**EXERCICE PROPOSÉ A:** D'après l'extrait ci-dessous sur les relations entre la Turquie et l'Europe, pourquoi la Turquie ne peut-elle pas être candidate selon le géopolitologue ? Répondez en une à trois phrases.
**EXERCICE PROPOSÉ B:** Repérez dans les enregistrements chaque ligne qui contient le mot « weathered » et recopiez-la. La casse compte.

**TEXTE EXTRAIT:**
....

«Cette contradiction n'en est pas une», résume le géopolitologue Alexandre Del Valle. «Que Berlin veuille poursuivre les négociations d'adhésion de la Turquie à l'Europe, mais que l'Europe veuille y mettre un terme, illustre une relation longue et tortueuse, faite d'ambivalences et de "retenez-moi ou je casse tout"», d'après l'auteur de La stratégie de l'intimidation, du terrorisme jihadiste à l'islamiquement correct (Éd. l'Artilleur).
«Les instances européennes raisonnent d'un point de vue du droit européen […] L'Allemagne raisonne en tant qu'État-nation, pas en tant qu'Europe… enfin, quand ça l'arrange.»
«Imaginez que vous entrez dans un club, mais vous décidez que certaines personnes de ce club n'ont pas le droit d'en être membre. On n'a jamais vu ça!»
explique Alexandre Del Valle, car la Turquie ne reconnaît pas «l'indépendance de Chypre et l'intégrité de la République de Chypre, même implicitement». Un mauvais point de départ donc.
«Sans parler de la violation des droits de l'homme, de la liberté d'expression en cours en Turquie depuis la fin des années 2000. la Turquie ne peut pas être candidate, elle viole de manière systématique les valeurs et le droit européen», selon le géopolitologue.
«L'Allemagne tient à cet accord et à ses relations pas trop mauvaises, politiques, économiques, avec la Turquie. Là, elle raisonne de manière plus égoïste, en capitale d'État-nation.»

....

**ENREGISTREMENTS AFFICHÉS:**
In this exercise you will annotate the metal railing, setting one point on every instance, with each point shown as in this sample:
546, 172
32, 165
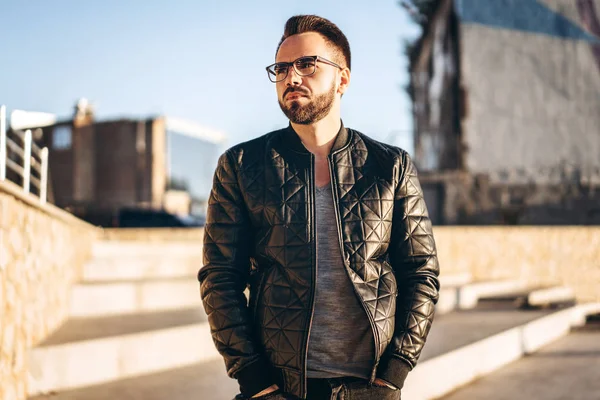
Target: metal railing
22, 156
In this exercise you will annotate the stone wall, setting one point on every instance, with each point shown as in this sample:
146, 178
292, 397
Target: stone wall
539, 255
42, 251
532, 97
154, 234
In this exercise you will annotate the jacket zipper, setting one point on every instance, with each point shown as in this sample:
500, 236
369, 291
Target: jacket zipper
341, 243
314, 271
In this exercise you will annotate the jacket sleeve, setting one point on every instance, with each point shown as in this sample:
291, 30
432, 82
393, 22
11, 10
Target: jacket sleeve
414, 259
223, 279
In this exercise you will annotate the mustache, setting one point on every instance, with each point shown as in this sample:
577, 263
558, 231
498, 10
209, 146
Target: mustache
295, 90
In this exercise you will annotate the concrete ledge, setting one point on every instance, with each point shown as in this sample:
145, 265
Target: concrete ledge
89, 300
549, 296
463, 365
130, 268
153, 234
116, 249
469, 295
91, 362
453, 280
48, 208
457, 292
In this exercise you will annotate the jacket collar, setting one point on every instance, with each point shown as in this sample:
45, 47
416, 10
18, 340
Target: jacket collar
292, 139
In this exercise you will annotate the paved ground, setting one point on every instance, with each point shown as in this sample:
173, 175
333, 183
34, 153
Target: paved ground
77, 329
568, 369
456, 329
208, 381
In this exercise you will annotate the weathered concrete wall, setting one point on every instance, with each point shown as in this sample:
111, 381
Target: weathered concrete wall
154, 234
532, 97
42, 251
538, 255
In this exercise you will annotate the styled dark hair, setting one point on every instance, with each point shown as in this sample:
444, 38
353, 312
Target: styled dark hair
312, 23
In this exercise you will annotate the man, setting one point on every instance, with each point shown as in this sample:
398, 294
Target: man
329, 231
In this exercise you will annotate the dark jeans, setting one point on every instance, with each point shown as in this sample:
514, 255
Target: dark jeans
341, 389
348, 389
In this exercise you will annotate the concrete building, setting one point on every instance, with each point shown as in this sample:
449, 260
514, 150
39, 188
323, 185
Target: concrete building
506, 101
99, 167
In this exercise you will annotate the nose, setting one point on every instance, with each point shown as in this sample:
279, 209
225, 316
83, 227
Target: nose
293, 79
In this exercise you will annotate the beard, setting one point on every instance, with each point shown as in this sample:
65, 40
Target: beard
314, 111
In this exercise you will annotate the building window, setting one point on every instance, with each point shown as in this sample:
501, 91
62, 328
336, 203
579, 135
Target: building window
61, 138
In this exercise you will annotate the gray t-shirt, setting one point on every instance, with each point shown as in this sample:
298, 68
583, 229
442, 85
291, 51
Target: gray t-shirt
341, 341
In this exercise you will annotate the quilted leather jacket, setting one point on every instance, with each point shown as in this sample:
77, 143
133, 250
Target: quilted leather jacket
260, 234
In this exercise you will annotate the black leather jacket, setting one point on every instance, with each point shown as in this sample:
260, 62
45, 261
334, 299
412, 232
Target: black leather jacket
260, 232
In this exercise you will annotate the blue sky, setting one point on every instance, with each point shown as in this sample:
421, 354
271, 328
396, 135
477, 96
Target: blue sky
198, 60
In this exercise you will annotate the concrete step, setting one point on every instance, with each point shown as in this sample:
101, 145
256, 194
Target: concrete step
536, 297
102, 269
565, 369
146, 249
458, 292
88, 351
468, 295
463, 364
134, 296
454, 280
205, 381
487, 338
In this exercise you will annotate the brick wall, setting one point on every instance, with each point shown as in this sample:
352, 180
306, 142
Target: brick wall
539, 255
42, 251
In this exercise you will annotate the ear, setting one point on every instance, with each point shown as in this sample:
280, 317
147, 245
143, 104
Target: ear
344, 81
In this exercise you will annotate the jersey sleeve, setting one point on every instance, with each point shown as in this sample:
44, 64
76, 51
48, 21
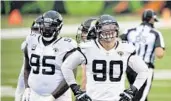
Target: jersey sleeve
159, 42
23, 45
69, 64
139, 66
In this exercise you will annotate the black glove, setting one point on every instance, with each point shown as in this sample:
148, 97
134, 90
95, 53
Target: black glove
128, 94
79, 94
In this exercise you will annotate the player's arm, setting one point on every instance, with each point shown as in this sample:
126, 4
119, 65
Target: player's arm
20, 84
139, 66
83, 84
159, 46
69, 64
27, 68
63, 86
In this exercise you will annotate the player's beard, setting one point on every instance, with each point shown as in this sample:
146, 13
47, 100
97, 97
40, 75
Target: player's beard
49, 38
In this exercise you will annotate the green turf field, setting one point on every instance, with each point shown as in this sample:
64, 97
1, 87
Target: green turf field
11, 59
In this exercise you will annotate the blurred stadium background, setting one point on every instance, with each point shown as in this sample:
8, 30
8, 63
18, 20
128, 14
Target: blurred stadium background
17, 17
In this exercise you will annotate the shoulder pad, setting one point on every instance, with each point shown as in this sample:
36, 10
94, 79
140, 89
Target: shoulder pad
128, 47
32, 36
85, 45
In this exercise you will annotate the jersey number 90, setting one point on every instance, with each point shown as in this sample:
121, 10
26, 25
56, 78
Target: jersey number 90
101, 74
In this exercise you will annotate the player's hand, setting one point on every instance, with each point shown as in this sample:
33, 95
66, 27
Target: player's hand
26, 95
128, 94
79, 94
49, 98
82, 96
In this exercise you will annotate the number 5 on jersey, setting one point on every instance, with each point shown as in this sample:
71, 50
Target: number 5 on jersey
44, 64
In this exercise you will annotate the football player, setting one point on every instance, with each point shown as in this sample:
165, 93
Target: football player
35, 29
86, 32
149, 44
44, 54
106, 60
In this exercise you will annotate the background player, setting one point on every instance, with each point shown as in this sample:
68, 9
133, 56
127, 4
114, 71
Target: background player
86, 32
44, 55
106, 60
148, 42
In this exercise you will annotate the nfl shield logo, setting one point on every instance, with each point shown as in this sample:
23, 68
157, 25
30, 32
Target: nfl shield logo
34, 47
55, 49
120, 53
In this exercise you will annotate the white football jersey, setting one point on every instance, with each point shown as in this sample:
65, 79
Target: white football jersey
46, 61
105, 69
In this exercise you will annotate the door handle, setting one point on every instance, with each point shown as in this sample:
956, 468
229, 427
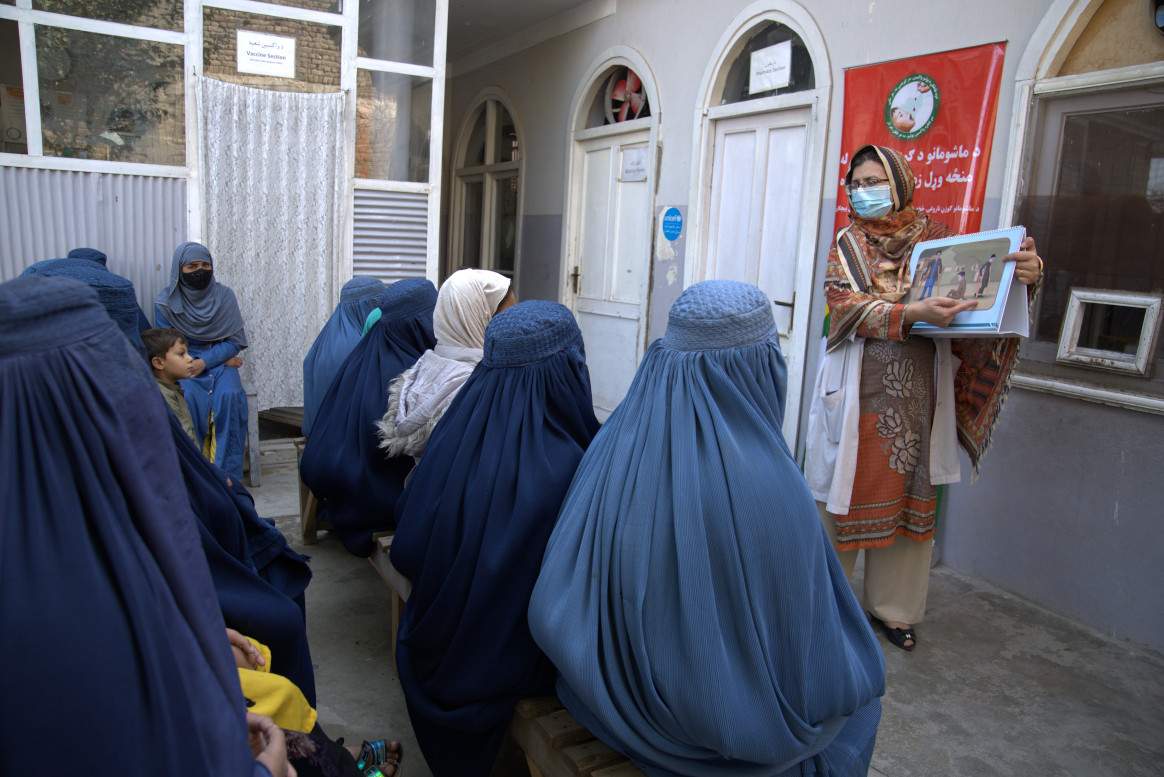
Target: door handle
788, 305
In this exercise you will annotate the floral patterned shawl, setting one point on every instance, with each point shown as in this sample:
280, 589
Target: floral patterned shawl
868, 273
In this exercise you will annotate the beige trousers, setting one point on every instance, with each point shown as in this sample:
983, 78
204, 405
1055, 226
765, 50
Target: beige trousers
896, 577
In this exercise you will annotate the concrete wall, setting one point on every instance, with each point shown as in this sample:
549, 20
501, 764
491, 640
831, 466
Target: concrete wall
1066, 513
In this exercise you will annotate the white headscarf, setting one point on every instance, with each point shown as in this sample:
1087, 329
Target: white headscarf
418, 398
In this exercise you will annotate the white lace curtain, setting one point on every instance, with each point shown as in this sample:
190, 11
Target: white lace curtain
272, 166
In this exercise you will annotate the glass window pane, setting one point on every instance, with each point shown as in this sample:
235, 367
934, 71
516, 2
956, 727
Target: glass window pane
1112, 328
505, 225
317, 50
475, 149
470, 241
162, 14
13, 138
397, 30
1100, 225
394, 122
111, 98
504, 136
738, 86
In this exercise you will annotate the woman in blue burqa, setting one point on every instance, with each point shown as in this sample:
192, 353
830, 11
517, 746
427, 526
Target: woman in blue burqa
341, 333
689, 596
342, 464
112, 638
207, 313
472, 527
114, 292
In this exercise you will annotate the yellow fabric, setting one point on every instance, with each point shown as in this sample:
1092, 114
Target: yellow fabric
275, 696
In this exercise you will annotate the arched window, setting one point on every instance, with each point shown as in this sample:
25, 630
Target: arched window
487, 187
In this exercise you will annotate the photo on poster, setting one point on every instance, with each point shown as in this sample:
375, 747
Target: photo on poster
966, 268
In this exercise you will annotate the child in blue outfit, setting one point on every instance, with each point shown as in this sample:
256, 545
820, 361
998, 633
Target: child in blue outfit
207, 314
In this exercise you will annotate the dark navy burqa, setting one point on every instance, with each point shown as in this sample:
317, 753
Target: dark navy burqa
689, 594
258, 579
342, 464
112, 642
472, 527
333, 343
115, 293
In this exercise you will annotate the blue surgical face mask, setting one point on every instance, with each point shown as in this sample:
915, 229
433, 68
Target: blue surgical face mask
872, 202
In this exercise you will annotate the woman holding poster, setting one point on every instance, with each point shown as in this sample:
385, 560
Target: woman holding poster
889, 410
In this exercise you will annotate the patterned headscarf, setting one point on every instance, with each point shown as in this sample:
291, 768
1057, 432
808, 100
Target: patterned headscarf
885, 243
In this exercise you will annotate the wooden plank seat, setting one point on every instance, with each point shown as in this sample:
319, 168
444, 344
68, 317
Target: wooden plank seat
554, 743
558, 746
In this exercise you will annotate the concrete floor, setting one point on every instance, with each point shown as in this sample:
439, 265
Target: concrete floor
995, 688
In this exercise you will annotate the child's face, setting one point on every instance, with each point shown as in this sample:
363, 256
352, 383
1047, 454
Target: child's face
177, 365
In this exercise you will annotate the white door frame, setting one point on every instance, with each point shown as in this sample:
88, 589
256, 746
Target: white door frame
619, 56
797, 19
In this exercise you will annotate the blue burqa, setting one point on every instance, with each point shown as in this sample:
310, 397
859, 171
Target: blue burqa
689, 596
258, 579
112, 635
115, 293
473, 524
341, 333
342, 464
212, 323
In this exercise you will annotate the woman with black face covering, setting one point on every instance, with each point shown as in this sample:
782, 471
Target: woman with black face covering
207, 313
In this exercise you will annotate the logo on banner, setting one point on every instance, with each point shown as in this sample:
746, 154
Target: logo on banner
911, 107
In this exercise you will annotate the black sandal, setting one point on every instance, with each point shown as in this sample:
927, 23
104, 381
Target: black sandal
376, 755
898, 636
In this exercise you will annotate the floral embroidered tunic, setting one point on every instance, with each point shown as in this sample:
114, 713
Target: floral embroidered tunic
867, 277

....

**CORRIGÉ DE L'EXERCICE A:** Selon le géopolitologue, la Turquie ne peut pas être candidate parce qu'elle viole de manière systématique les valeurs et le droit européens. Il cite la violation des droits de l'homme et de la liberté d'expression en cours en Turquie depuis la fin des années 2000.

**CORRIGÉ DE L'EXERCICE B:**
In this exercise you will annotate the weathered concrete wall, setting one point on every instance, with each point shown as in this sample:
Target: weathered concrete wall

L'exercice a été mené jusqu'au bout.